*Short exercise*. How many lines of the records below contain the word "dress"? Give only the number.

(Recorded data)
_____

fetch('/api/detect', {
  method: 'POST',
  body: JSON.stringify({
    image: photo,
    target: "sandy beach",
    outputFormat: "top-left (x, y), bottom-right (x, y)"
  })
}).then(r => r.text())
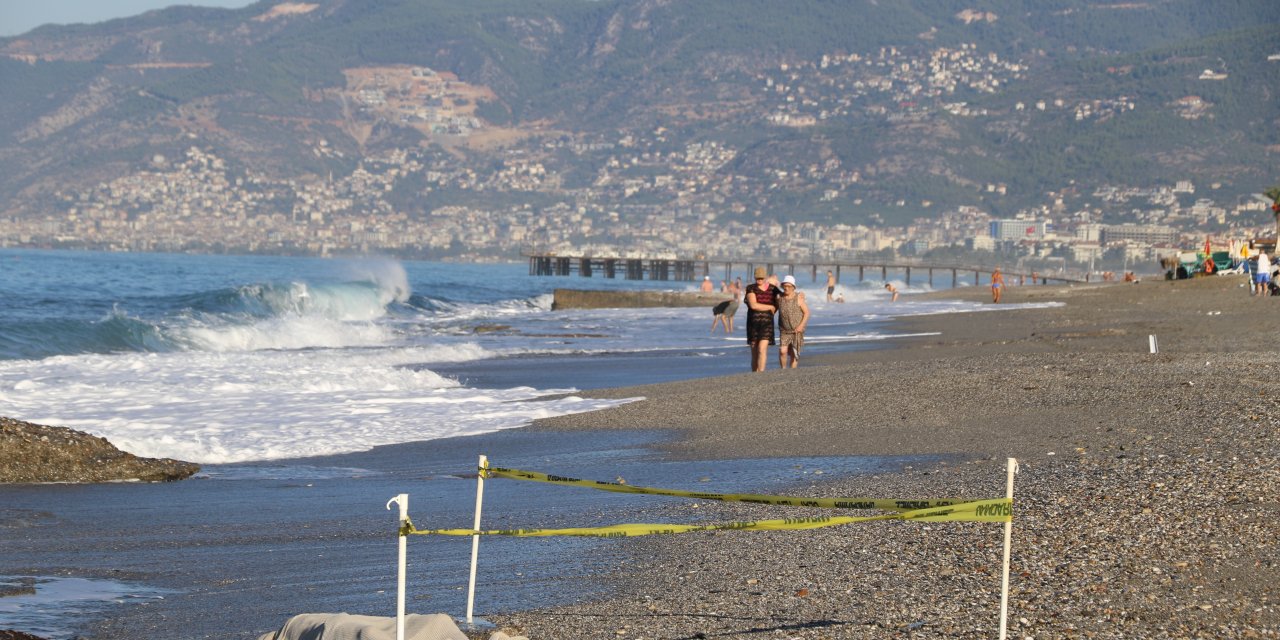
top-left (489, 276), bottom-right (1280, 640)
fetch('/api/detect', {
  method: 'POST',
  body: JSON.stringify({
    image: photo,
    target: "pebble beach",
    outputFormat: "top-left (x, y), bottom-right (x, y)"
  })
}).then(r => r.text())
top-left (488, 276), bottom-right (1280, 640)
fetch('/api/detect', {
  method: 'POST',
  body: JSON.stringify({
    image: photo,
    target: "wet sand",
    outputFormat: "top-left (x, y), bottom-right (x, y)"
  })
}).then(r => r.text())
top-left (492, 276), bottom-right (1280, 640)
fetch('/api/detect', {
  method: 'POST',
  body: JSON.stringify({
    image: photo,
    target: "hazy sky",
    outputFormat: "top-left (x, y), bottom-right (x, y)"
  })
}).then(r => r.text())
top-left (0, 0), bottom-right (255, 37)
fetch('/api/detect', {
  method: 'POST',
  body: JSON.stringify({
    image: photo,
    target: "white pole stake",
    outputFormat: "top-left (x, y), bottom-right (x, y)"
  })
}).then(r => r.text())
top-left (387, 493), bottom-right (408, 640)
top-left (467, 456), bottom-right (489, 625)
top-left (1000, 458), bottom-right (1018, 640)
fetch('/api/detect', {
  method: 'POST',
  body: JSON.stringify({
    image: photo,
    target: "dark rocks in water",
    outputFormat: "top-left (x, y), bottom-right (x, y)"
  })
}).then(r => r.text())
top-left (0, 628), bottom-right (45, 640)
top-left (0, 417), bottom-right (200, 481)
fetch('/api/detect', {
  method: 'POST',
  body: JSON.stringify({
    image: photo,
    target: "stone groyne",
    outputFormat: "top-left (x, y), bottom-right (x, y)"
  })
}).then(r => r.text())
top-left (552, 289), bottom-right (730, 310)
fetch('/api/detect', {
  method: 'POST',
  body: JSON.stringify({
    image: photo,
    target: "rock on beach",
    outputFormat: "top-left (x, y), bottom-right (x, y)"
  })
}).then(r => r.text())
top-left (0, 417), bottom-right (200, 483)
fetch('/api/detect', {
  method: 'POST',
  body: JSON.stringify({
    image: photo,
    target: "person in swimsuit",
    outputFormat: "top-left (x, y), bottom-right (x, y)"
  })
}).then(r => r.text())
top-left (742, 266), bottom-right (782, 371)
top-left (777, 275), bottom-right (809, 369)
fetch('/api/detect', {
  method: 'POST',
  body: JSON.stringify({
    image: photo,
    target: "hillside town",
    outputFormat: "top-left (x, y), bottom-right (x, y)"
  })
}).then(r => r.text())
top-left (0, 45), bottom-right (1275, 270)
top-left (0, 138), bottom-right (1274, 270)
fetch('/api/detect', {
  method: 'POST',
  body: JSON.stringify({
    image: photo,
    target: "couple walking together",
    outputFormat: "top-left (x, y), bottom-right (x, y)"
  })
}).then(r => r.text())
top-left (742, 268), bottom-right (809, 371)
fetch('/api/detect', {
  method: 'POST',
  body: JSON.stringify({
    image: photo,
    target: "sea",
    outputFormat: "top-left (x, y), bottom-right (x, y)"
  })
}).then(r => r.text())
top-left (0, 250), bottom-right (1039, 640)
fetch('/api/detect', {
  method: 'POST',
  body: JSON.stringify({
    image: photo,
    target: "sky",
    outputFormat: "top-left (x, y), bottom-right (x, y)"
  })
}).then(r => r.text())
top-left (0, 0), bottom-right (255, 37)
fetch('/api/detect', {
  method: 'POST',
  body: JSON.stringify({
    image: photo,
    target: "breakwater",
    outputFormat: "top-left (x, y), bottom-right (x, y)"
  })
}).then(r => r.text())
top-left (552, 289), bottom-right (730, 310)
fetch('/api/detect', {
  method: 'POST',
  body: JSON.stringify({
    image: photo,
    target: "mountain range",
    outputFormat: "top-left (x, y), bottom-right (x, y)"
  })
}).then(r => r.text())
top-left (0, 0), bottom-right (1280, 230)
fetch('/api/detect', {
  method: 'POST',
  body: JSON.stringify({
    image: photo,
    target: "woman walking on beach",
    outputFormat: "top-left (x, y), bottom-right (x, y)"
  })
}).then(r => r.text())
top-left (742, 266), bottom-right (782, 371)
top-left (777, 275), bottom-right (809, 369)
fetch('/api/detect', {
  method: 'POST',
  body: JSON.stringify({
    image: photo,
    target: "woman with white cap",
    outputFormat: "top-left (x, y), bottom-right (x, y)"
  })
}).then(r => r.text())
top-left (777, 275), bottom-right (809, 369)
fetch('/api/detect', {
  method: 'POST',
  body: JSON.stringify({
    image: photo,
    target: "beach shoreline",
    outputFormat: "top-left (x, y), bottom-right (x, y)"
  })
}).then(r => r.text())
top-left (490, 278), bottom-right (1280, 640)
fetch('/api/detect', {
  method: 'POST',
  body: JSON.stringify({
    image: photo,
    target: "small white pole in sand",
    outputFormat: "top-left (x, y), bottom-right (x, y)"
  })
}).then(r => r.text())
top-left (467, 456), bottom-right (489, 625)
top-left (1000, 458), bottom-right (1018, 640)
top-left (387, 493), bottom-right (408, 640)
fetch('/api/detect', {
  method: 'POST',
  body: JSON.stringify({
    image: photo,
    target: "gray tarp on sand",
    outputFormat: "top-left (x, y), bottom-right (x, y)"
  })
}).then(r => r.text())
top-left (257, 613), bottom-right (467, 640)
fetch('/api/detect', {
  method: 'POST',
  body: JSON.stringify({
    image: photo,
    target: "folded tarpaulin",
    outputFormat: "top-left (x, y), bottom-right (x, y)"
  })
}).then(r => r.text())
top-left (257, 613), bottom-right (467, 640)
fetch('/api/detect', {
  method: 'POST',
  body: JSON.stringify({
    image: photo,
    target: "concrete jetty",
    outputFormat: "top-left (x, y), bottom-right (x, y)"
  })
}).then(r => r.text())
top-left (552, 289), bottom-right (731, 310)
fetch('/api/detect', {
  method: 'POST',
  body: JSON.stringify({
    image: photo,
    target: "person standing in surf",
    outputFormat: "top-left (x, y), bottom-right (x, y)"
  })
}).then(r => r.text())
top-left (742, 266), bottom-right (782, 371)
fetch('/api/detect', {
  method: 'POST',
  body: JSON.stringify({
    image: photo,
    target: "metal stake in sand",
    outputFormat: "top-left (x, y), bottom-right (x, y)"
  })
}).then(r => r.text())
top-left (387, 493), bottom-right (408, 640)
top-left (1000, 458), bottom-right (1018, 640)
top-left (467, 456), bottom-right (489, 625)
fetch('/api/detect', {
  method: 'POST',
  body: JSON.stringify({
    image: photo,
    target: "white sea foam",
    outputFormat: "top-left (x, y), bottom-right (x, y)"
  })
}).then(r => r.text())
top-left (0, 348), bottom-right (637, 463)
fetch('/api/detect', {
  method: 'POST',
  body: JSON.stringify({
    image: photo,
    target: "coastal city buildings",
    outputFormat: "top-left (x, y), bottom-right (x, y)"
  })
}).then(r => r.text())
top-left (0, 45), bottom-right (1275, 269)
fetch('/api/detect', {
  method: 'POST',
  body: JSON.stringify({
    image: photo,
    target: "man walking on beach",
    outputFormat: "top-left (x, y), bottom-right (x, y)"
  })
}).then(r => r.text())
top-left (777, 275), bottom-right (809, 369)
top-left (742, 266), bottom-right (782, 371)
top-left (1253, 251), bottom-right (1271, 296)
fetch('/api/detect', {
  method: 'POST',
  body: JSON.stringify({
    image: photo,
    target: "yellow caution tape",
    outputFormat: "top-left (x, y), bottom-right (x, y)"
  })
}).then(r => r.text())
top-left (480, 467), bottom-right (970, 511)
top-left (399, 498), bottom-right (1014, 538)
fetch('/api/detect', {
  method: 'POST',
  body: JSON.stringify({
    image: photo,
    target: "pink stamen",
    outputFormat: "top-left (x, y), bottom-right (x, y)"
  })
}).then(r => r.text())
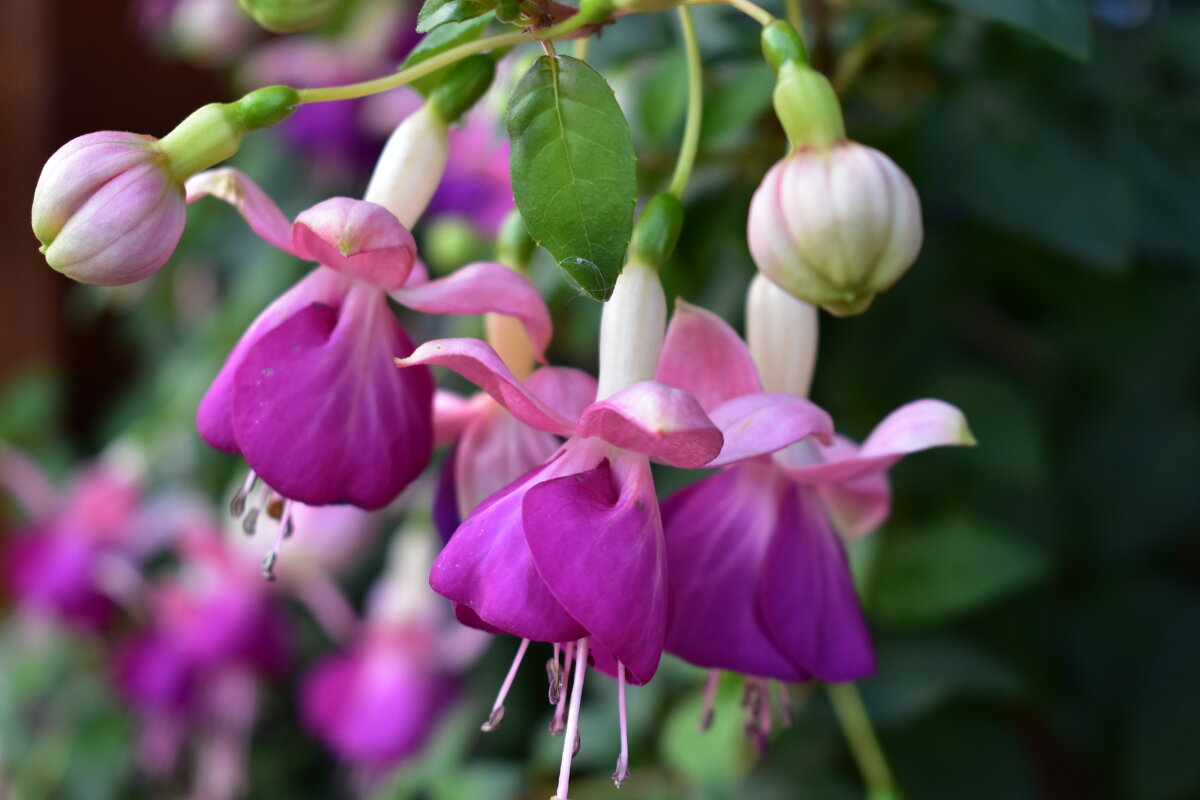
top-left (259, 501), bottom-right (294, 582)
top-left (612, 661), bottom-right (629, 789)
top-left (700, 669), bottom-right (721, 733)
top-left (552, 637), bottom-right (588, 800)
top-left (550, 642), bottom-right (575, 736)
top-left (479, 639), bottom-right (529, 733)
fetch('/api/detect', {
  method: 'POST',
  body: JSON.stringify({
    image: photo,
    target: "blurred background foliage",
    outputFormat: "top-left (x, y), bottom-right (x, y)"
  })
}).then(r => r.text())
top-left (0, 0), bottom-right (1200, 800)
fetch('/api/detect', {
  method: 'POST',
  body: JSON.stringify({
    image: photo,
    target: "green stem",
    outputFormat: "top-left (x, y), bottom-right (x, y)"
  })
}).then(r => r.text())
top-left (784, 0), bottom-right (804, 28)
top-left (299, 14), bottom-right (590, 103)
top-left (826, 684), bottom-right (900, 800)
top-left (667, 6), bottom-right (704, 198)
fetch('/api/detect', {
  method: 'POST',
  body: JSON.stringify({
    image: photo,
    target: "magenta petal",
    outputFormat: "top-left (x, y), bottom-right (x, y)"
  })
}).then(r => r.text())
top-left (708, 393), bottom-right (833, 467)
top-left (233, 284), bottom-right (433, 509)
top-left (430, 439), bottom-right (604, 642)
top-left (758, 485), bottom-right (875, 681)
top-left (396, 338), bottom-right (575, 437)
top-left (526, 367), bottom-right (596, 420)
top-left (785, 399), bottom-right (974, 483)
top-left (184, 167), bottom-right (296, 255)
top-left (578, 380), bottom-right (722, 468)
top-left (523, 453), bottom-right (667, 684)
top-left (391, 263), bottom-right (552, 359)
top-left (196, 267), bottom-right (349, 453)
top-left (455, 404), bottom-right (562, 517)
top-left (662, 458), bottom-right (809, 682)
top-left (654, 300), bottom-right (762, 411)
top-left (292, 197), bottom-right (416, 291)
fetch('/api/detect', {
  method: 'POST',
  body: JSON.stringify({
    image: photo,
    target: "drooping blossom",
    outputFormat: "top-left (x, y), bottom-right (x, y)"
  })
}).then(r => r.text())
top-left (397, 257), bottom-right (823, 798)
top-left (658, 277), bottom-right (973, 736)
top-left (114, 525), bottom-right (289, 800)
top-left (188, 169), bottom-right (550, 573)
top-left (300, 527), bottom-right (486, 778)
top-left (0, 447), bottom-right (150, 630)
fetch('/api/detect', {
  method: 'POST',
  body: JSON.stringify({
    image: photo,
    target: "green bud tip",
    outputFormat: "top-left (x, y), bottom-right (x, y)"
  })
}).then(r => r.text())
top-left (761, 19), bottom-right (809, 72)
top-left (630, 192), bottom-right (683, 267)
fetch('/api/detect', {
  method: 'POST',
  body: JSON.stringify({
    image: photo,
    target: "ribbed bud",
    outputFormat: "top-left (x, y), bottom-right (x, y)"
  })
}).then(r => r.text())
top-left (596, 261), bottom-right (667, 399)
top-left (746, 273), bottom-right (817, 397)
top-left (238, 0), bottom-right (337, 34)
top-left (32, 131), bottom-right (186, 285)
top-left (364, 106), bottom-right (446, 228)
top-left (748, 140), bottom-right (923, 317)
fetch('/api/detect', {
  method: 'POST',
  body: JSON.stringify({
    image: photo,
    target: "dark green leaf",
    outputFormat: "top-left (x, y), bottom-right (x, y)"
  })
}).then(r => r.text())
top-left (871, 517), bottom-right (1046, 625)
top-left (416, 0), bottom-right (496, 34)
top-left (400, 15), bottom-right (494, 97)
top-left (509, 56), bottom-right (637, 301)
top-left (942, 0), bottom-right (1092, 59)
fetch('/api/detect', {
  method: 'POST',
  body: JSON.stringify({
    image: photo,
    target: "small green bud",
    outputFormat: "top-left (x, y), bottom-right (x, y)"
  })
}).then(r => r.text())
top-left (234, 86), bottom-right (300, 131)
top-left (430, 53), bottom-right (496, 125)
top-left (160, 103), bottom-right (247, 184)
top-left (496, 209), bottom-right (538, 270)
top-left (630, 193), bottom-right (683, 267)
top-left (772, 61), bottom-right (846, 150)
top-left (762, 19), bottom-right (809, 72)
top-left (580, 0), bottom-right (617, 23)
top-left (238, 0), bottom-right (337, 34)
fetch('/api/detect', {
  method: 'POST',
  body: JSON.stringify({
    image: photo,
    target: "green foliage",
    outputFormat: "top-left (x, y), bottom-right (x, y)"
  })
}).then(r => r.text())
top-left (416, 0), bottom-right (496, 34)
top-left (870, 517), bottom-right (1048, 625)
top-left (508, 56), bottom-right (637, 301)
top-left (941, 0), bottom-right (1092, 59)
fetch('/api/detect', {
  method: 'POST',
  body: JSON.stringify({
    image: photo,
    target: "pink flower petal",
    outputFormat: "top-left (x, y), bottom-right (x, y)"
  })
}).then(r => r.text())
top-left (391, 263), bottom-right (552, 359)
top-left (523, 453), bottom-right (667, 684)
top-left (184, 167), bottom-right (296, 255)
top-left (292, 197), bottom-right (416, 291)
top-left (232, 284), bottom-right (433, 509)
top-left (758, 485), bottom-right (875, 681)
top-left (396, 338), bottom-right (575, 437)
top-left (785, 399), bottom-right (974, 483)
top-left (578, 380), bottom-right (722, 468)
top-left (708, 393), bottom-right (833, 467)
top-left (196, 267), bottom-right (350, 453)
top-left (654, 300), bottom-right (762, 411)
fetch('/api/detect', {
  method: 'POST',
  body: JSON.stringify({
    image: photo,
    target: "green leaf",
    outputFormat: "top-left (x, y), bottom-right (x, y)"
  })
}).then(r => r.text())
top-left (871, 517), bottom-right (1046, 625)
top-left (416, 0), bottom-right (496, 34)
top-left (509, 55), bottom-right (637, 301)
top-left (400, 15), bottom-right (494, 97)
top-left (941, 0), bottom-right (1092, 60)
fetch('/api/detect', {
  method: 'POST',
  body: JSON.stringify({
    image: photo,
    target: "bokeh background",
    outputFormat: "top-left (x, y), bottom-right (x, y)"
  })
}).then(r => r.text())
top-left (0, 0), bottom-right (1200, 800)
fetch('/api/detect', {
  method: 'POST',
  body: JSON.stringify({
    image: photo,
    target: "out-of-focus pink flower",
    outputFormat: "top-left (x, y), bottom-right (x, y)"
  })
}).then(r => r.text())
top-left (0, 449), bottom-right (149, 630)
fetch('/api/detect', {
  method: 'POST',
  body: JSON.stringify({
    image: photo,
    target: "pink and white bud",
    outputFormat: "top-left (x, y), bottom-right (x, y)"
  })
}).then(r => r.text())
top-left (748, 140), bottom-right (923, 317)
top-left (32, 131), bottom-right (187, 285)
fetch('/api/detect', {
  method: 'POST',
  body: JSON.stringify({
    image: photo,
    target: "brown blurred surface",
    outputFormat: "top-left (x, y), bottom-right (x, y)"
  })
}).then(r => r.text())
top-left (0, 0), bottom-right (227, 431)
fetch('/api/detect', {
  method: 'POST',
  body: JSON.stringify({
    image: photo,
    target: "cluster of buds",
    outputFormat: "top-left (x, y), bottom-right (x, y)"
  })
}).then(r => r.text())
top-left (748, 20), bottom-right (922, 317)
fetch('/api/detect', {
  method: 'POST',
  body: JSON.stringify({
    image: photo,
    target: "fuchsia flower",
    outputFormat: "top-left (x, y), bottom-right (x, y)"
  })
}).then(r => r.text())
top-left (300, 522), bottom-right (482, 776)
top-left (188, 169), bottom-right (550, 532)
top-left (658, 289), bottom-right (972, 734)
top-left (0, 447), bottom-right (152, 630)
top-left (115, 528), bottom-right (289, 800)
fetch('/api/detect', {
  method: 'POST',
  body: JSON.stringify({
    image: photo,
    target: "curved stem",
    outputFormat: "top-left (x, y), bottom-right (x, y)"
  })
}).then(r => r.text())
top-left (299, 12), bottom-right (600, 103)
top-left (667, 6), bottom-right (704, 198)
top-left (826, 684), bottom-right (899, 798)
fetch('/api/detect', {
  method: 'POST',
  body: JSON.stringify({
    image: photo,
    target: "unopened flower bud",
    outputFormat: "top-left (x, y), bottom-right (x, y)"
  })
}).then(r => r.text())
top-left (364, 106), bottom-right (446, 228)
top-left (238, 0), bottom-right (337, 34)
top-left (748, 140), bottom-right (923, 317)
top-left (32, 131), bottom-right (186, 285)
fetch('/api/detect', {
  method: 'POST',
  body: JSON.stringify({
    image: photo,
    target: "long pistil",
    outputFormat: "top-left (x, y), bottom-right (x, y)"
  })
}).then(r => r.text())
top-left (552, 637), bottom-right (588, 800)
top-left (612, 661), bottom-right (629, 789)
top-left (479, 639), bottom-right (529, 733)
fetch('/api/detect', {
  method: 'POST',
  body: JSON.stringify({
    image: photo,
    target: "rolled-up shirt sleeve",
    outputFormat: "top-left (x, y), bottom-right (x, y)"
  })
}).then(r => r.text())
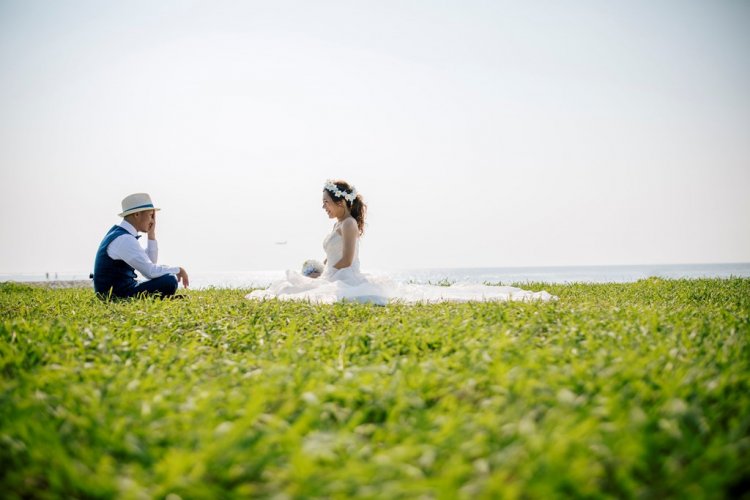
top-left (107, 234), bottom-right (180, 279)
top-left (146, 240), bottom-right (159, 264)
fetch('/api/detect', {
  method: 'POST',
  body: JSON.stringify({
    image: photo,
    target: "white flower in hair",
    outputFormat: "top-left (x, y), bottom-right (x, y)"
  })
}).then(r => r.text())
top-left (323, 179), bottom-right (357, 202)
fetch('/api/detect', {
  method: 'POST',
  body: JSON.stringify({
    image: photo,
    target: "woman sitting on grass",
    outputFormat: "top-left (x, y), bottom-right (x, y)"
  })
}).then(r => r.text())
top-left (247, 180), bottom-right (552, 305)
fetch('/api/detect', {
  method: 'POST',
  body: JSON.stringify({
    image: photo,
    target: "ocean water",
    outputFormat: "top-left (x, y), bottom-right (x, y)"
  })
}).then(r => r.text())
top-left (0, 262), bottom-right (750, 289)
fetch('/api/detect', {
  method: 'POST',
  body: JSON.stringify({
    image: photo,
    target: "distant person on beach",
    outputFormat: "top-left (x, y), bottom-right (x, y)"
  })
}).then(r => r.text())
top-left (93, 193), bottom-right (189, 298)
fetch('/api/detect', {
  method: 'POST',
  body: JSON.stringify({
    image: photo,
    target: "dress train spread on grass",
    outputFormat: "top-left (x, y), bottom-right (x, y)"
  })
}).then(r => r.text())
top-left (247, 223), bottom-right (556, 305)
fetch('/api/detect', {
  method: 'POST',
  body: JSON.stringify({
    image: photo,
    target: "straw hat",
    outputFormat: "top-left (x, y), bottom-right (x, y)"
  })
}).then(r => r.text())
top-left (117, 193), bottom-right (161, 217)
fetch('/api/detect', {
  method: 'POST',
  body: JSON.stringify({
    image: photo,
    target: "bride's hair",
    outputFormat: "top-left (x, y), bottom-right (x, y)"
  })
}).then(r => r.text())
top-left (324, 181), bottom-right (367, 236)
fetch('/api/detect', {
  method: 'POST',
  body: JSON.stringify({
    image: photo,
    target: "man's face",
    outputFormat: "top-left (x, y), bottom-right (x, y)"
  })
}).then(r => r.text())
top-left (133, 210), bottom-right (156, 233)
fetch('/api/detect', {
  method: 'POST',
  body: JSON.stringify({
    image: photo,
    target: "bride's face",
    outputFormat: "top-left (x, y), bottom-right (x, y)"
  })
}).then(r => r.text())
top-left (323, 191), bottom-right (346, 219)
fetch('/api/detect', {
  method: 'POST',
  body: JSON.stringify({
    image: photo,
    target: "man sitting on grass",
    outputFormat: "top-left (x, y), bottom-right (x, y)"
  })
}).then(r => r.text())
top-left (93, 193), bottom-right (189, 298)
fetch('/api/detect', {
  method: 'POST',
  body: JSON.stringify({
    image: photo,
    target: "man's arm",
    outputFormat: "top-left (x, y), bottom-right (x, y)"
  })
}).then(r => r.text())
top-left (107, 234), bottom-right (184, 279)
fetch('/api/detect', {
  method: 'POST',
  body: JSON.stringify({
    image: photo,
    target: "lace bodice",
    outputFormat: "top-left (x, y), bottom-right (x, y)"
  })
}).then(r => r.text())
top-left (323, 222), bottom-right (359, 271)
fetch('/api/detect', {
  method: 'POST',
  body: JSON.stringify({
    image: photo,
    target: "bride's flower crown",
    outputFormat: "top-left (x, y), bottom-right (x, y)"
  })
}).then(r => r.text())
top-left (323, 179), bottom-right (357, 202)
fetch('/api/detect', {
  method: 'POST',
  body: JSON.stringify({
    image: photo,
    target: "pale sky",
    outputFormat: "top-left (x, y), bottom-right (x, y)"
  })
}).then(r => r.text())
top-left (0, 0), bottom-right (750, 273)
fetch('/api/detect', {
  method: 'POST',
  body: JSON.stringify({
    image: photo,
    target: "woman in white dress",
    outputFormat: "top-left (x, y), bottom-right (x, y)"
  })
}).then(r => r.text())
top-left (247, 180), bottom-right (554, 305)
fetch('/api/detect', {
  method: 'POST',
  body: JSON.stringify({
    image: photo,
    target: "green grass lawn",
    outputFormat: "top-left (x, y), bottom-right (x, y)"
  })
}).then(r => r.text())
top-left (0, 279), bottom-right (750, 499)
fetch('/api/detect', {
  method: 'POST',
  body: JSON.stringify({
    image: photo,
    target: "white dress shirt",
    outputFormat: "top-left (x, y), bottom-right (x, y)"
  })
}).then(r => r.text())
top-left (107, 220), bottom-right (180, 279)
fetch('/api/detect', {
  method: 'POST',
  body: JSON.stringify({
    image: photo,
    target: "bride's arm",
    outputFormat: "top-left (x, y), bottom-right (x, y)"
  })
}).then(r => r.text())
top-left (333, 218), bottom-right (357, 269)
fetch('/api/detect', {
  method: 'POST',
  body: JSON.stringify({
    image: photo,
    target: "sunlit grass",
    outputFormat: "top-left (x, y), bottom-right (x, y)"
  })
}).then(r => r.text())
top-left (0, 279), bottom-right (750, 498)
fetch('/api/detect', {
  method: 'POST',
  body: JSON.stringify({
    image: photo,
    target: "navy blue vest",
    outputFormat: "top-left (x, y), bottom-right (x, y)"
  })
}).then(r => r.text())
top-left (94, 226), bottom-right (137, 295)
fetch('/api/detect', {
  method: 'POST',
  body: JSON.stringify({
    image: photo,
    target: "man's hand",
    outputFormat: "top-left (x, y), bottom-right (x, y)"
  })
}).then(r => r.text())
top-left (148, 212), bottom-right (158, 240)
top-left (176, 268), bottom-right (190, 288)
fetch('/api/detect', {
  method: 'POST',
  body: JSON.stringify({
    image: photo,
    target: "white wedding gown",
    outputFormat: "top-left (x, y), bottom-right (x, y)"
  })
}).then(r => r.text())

_____

*Answer to the exercise*. 3